## DAFTAR TUGAS
#1 Dalam berita tentang Perpres No. 112 Tahun 2022, siapa yang menjabat sebagai Direktur Eksekutif ICEL?
#2 Teruskan berita tentang Perpres No. 112 Tahun 2022 mulai setelah kalimat terakhirnya.

JAKARTA, BERITALINGKUNGAN.COM – Penerbitan Peraturan Presiden No. 112 Tahun 2022 tentang Percepatan Pengembangan Energi Terbarukan untuk Penyediaan Tenaga Listrik (Perpres No. 112 Tahun 2022) dinilai Indonesian Center for Environmental Law (ICEL) sebagai langkah positif untuk mendorong transisi sistem ketenagalistrikan yang bersih, rendah karbon, dan ramah lingkungan.
Direktur Eksekutif ICEL. Raynaldo G. Sembiring mengapresiasi terbitnya aturan tersebut. Selain berfungsi mendorong PLN untuk menyusun Rencana Usaha Penyediaan Tenaga Listrik (RUPTL) yang memperhatikan target bauran energi terbarukan, Perpres juga mendorong pengutamaan pembelian tenaga listrik dari sumber-sumber terbarukan.
“Namun, komitmen pemensiunan PLTU batu bara dalam Perpres tersebut masih belum ambisius, mengingat kondisi ketenagalistrikan beberapa waktu belakangan, apalagi beberapa grid, utamanya Pulau Jawa sudah over supply,” terangnya.
Sehingga tanpa ada pemensiunan pembangkit-pembangkit fosil, maka pengembangan energi terbarukan berpotensi terhambat. Selain itu, Perpres No. 112 Tahun 2022 yang mengatur tentang pemensiunan PLTU, menurut Raynaldo belum bisa dijadikan sebagai acuan, karena aturan tersebut masih mengizinkan pembangunan PLTU baru.
PLTU-PLTU yang di izinkan untuk berdiri di antaranya adalah PLTU yang sudah ditetapkan dalam RUPTL sebelum berlakunya peraturan tersebut. Selain itu, PLTU yang terintegrasi dengan industri yang dibangun berorientasi untuk peningkatan nilai tambah sumber daya alam atau termasuk dalam Proyek Strategis Nasional juga diperkenankan untuk dibangun.

## BAHAN TERKUMPUL
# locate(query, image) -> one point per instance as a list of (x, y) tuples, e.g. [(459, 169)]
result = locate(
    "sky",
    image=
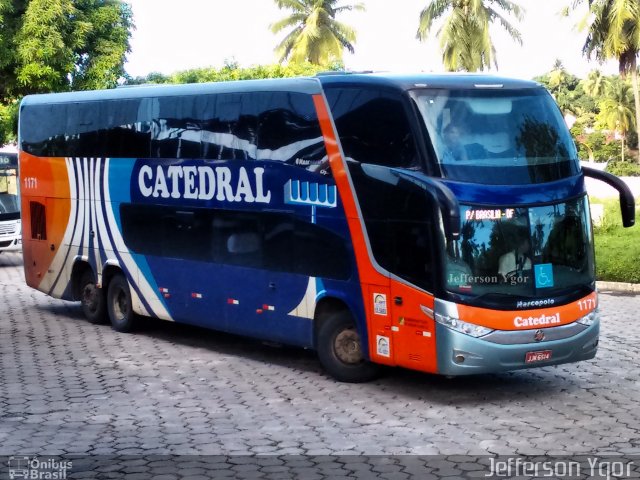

## JAWABAN LATIHAN
#1 Raynaldo G. Sembiring.

#2
“Syaratnya harus berkomitmen untuk melakukan pengurangan emisi gas rumah kaca, dan beroperasi maksimal sampai 2050,” ujarnya.
Sementara itu, berdasarkan RUPTL PLN 2021-2030 masih ditemukan adanya 37 PLTU baru. “Itu baru dari RUPTL PLN, belum menghitung PLTU-PLTU di wilayah usaha lain yang datanya sulit untuk bisa diakses publik,” kata Raynaldo.
Selain itu, beberapa dari PLTU tersebut ternyata terbukti gagal mendapatkan pendanaan, dan tidak kunjung dibangun. “Kami menilai Perpres No. 112 Tahun 2022 sepatutnya menjadi momentum juga untuk meninjau kembali seluruh RUPTL wilayah usaha selain PLN.” tegasnya.
Senada dengan itu, Deputi Direktur ICEL Grita Anindarini menilai penggantian pembangkit yang diakhiri operasinya juga tidak tegas, dengan hanya menyebutkan “dapat digantikan dengan pembangkit Energi Terbarukan”.
“Alih-alih secara tegas mewajibkan penggantian dengan energi terbarukan,” ujarnya.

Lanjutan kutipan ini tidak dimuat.